Prompt:
Find the line with "the bird's white" in the data below. Repeat it and every line after it up to the end, exactly, but drop the pictures.

'''

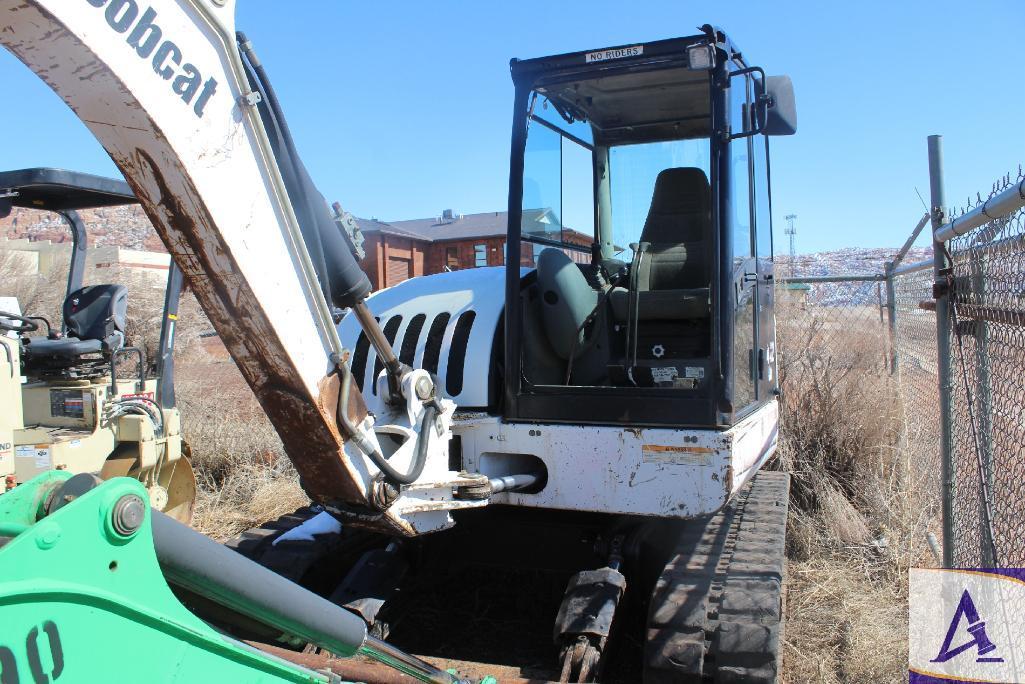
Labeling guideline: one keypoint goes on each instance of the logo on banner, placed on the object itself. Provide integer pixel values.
(967, 626)
(976, 630)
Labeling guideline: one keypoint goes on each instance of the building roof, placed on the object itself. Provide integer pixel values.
(460, 227)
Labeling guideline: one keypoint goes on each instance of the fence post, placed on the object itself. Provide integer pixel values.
(892, 316)
(940, 266)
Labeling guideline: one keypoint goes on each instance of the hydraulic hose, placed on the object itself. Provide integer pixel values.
(391, 474)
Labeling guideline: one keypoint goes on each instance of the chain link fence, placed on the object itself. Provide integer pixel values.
(955, 355)
(986, 292)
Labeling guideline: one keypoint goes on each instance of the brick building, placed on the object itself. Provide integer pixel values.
(402, 249)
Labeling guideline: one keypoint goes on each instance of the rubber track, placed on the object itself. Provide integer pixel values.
(716, 611)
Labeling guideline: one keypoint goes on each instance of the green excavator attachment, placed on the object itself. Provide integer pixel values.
(86, 569)
(83, 599)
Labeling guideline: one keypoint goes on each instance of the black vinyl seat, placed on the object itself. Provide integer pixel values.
(94, 317)
(670, 274)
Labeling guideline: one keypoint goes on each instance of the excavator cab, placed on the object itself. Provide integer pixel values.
(640, 190)
(65, 399)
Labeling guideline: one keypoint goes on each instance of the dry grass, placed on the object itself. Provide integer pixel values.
(860, 504)
(243, 476)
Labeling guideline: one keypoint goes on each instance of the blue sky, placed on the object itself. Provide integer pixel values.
(403, 109)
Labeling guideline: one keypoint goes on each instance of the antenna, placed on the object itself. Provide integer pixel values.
(791, 231)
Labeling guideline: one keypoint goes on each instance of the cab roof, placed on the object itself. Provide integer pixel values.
(57, 190)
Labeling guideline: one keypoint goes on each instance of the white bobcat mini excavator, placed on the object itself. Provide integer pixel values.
(597, 420)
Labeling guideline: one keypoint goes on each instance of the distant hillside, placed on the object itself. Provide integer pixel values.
(122, 227)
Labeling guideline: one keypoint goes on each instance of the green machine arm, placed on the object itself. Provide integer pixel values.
(85, 569)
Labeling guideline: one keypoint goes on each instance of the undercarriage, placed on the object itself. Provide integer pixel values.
(702, 599)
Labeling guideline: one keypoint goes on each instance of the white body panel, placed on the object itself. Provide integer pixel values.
(479, 290)
(666, 473)
(669, 473)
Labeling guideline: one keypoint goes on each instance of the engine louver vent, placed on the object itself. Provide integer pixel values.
(411, 339)
(433, 348)
(457, 353)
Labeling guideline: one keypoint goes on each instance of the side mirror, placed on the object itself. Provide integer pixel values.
(779, 115)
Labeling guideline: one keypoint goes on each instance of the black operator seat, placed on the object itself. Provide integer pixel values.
(95, 319)
(671, 270)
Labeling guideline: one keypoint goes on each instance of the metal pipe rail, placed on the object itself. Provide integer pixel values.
(865, 278)
(912, 268)
(910, 240)
(995, 207)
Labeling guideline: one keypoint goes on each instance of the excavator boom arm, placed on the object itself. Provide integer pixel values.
(162, 86)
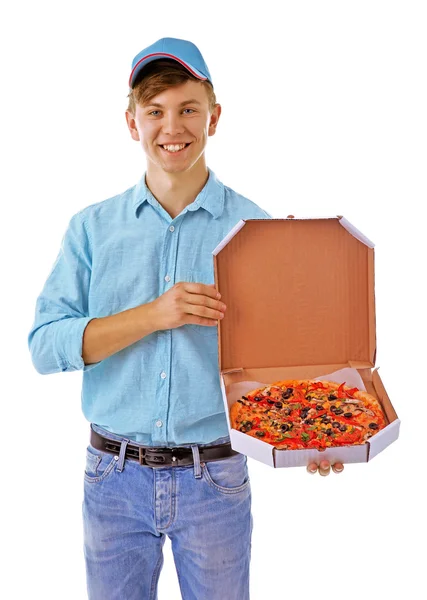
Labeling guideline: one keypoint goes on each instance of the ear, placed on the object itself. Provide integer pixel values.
(130, 119)
(214, 119)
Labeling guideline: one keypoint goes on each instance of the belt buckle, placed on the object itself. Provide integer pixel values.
(153, 457)
(156, 457)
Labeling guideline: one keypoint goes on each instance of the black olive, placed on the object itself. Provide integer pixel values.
(246, 426)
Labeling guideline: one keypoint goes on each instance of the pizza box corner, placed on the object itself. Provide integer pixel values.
(300, 305)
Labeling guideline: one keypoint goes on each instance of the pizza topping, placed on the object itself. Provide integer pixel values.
(320, 415)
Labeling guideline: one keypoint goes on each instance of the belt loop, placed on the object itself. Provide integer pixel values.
(121, 461)
(196, 459)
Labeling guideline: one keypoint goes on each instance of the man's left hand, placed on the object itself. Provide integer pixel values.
(324, 468)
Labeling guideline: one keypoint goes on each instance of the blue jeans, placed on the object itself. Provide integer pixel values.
(128, 509)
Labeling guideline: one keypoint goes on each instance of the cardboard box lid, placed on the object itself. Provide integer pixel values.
(298, 292)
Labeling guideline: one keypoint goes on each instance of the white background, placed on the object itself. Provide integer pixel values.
(324, 113)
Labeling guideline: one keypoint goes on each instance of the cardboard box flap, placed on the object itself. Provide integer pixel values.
(298, 292)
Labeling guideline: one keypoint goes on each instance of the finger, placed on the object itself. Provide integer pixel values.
(324, 468)
(202, 300)
(201, 315)
(203, 289)
(312, 468)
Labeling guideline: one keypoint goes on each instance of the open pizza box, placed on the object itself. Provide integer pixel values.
(300, 305)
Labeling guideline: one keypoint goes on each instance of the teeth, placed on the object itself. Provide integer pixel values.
(174, 148)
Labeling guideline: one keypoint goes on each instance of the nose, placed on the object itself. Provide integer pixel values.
(172, 124)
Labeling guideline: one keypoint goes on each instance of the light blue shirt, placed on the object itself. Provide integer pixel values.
(163, 390)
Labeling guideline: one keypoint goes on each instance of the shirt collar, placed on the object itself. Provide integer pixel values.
(211, 197)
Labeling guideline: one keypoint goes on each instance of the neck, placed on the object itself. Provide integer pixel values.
(175, 191)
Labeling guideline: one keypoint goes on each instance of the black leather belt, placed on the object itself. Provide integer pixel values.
(149, 456)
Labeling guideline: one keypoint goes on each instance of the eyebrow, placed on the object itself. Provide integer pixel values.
(193, 101)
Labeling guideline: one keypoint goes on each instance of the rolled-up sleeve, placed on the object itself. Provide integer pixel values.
(61, 315)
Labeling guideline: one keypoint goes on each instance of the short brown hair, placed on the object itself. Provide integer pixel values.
(158, 76)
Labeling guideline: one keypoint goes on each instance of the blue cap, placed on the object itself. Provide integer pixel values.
(184, 52)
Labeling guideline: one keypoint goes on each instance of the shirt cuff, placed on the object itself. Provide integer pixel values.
(69, 344)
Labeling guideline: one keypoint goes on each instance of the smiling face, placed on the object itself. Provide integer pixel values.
(174, 126)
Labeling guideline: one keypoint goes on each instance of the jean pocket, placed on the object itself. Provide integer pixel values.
(229, 475)
(99, 465)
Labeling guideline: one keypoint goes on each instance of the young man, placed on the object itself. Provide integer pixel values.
(131, 301)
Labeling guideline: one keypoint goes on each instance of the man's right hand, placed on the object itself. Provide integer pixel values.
(188, 303)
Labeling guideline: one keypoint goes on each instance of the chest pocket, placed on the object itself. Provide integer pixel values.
(206, 277)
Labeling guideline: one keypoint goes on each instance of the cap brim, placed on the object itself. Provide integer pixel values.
(150, 57)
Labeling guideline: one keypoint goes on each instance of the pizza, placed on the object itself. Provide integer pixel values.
(298, 414)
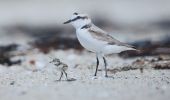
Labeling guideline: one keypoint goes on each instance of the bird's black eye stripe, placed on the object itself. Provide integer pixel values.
(78, 17)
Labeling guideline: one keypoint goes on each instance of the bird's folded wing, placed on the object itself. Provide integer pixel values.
(104, 36)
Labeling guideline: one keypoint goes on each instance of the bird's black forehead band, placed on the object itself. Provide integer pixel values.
(78, 17)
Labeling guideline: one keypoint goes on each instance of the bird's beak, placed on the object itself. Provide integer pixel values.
(67, 21)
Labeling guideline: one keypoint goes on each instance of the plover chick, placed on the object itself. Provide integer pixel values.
(95, 39)
(60, 67)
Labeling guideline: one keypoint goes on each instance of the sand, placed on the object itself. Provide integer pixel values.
(20, 82)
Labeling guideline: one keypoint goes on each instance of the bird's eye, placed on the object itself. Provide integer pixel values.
(75, 13)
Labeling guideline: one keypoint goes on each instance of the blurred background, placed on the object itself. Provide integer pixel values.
(39, 23)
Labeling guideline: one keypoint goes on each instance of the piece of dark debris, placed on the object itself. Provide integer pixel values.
(5, 55)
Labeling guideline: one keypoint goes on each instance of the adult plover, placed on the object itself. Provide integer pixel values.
(60, 67)
(95, 39)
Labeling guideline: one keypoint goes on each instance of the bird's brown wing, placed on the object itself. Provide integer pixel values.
(102, 35)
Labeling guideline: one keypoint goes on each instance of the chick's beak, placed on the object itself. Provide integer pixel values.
(67, 21)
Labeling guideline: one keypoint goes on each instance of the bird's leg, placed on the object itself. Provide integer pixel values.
(60, 76)
(97, 64)
(65, 74)
(105, 65)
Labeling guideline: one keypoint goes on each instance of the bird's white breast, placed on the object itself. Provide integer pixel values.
(88, 42)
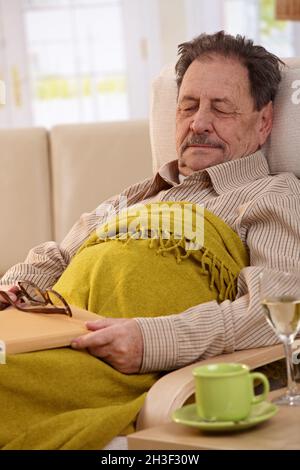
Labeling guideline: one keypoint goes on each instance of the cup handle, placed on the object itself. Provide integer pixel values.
(262, 378)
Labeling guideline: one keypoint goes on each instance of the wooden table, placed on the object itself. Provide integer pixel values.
(282, 431)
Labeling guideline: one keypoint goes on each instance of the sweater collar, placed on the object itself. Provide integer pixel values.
(223, 177)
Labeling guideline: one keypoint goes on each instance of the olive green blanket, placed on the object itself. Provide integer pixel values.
(138, 264)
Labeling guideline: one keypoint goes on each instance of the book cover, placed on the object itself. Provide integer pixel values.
(25, 331)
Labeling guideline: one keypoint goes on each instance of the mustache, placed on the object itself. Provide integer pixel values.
(201, 139)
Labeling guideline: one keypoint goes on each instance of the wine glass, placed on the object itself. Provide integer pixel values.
(280, 297)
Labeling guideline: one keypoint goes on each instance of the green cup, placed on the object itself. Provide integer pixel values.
(225, 391)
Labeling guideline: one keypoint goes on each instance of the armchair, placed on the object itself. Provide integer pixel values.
(174, 389)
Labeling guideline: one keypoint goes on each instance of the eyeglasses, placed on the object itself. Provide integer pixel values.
(35, 300)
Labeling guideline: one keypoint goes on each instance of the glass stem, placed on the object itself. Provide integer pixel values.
(291, 384)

'''

The solution:
Labeling guideline: one keypoint goes on each instance of the bird's white breast, placed on the object itself. Provide integer pixel values.
(88, 42)
Labeling guideline: one keypoint goes on each instance of the cup handle, placed on the object itself. Provide integer pixel values.
(262, 378)
Labeling guideline: one keypoint goes on each instance of the wooden table, placed on the object itself. Provide integer pixel values.
(282, 431)
Labeling guideline: one keypoint goes on each instance of the sweater collar, placed on the object itself. Provide integer pixel values.
(223, 177)
Labeling guideline: one keypoint goes on each instance of the olive green blanket, placed on the object itself. Provide integer pixel values.
(138, 264)
Labeling guideline: one keypoint goes on each instance of the book cover, placed on the object itself. Provide integer pixel values.
(25, 331)
Labeling guideline: one keypoint goes on each instance of the mustache, placed on the object itself. Provide integer pixel values.
(201, 139)
Labeling guideline: one keypoint goes on each instance of the wine glass, placed on the object itself. Provide integer pixel values.
(280, 297)
Labeling guideline: one keypoint goes on each instance of the green cup, placed on the object itself. Provide integer pixel values.
(225, 391)
Labeling guideline: one keypoint goes on each instance of the armchair, placed on the object itself. Provide integer pixel values.
(174, 389)
Labeling guideline: one keypoint goes on each instance of the eyeglasses, placed on the object itself. Provide integer pixel values.
(35, 300)
Labeling guideline: one keypoint goes on each instance of the glass stem, placed on the object itself. Provide integer pixel values.
(291, 384)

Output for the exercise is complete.